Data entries

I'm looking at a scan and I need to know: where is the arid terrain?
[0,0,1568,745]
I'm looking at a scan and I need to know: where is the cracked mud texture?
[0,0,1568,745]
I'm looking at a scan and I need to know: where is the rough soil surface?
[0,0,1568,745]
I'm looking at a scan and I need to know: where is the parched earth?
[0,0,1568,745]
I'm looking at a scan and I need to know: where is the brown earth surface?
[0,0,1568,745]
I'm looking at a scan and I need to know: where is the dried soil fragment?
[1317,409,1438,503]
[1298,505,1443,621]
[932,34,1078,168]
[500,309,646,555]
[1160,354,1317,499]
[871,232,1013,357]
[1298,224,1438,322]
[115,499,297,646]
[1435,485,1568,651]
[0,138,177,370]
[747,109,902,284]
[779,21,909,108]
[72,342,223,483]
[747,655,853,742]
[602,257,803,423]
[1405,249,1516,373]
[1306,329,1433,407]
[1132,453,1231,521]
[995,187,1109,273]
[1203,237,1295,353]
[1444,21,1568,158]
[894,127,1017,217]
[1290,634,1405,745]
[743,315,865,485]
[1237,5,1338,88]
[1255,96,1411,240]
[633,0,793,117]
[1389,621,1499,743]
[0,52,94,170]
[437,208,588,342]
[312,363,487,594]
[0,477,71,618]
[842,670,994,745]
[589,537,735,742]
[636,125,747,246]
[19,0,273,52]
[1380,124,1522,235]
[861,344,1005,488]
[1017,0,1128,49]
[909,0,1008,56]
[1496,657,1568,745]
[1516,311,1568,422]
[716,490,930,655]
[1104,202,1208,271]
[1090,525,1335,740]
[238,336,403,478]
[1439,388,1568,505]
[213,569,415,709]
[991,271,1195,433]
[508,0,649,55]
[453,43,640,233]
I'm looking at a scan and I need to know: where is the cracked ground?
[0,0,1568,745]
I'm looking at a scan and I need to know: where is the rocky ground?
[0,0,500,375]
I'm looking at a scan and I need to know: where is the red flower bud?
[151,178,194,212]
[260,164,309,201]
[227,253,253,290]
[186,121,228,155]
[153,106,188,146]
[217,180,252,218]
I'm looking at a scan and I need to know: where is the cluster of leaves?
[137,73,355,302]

Aim of the task
Return each line of the data above verbatim, covering every entry from first to last.

Reply
I'm looking at a scan and I need to know: where is the arid terrain?
[0,0,1568,745]
I'm looking at a scan and I need to know: where is the cracked mud texture?
[0,0,1568,745]
I'm looking at a scan and I need to know: where is the rough soil surface?
[0,0,1568,745]
I'm looking at a scan and I need to know: where is the parched earth?
[0,0,1568,745]
I'm looking at a scan and I need to know: where is the brown earth surface?
[0,0,1568,745]
I'm looking at a scan and I need to know: where is the dried soil fragment?
[1317,409,1438,503]
[1298,505,1443,621]
[932,34,1078,168]
[500,309,646,555]
[1160,354,1317,499]
[871,232,1013,357]
[1298,224,1438,322]
[115,499,297,646]
[1435,485,1568,651]
[0,138,177,370]
[747,109,902,284]
[779,21,909,108]
[72,342,223,483]
[747,655,853,742]
[602,257,803,423]
[1405,249,1516,373]
[1306,329,1433,407]
[1132,453,1231,521]
[995,187,1109,273]
[1203,237,1295,353]
[1444,21,1568,158]
[894,127,1017,217]
[1290,634,1405,745]
[743,315,865,485]
[1237,5,1338,88]
[1255,96,1411,240]
[633,0,793,117]
[1389,621,1499,743]
[0,52,94,170]
[437,208,588,342]
[312,363,487,594]
[0,477,71,618]
[842,670,994,745]
[589,537,735,742]
[636,125,747,246]
[19,0,273,52]
[1380,124,1522,235]
[861,344,1005,488]
[1017,0,1128,49]
[909,0,1008,56]
[1496,657,1568,745]
[1516,311,1568,422]
[716,490,930,655]
[1104,202,1208,271]
[1090,525,1335,740]
[238,336,403,478]
[1439,388,1568,505]
[213,569,415,709]
[991,271,1195,433]
[508,0,649,55]
[453,43,640,233]
I'm looking at a scan and I need to know: where is the cracked ground?
[0,0,1568,745]
I'm looking at a scan and I need to know: where is the rocky ground?
[0,0,500,375]
I'm looking at a scan and I need to know: where is the red flower bud?
[151,178,194,212]
[260,164,309,201]
[227,253,253,290]
[186,121,228,155]
[153,106,188,146]
[217,180,252,218]
I'm looking at a scan and I need to know: where is the cluster of leaves?
[137,73,355,302]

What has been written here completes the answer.